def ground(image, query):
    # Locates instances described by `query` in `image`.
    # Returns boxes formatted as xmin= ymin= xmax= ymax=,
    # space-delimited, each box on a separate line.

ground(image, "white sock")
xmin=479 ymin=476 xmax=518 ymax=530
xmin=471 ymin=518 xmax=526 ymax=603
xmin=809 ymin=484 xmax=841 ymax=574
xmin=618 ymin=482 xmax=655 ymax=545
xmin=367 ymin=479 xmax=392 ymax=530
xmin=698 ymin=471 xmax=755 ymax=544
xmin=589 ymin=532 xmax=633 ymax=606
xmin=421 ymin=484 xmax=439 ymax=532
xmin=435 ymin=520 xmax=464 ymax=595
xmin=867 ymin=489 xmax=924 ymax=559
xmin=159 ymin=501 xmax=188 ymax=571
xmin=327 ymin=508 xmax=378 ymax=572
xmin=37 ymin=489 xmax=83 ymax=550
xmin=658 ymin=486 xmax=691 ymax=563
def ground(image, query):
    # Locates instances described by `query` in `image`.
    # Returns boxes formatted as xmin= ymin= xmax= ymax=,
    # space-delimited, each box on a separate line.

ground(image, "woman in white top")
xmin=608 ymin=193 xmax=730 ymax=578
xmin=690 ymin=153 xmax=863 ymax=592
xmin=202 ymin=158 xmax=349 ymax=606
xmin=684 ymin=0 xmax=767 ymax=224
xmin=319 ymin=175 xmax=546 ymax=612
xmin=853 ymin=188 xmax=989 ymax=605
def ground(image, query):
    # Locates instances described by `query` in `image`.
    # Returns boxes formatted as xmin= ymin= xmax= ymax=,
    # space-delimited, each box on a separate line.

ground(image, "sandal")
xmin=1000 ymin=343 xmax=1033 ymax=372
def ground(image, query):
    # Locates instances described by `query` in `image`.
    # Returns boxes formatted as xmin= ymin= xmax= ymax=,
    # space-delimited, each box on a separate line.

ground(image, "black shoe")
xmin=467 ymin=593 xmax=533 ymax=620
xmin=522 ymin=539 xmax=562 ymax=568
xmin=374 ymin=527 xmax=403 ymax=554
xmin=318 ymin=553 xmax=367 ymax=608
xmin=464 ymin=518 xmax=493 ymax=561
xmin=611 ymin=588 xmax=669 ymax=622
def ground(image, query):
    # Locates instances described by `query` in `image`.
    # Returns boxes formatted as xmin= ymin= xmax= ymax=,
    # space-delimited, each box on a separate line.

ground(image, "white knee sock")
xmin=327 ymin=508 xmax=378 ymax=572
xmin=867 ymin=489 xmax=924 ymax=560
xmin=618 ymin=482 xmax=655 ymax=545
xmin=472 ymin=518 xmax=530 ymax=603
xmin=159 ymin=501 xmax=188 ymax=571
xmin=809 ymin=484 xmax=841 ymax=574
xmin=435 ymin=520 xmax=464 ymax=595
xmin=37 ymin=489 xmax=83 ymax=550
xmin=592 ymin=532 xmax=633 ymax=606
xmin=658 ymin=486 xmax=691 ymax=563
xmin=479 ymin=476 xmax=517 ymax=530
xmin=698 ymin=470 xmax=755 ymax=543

* * * *

* [Requirements] Extract every line of the records above that contains the string "sock". Matches are case-sensitive.

* [Exercise answer]
ground(image, "white sock")
ground(image, "white knee sock")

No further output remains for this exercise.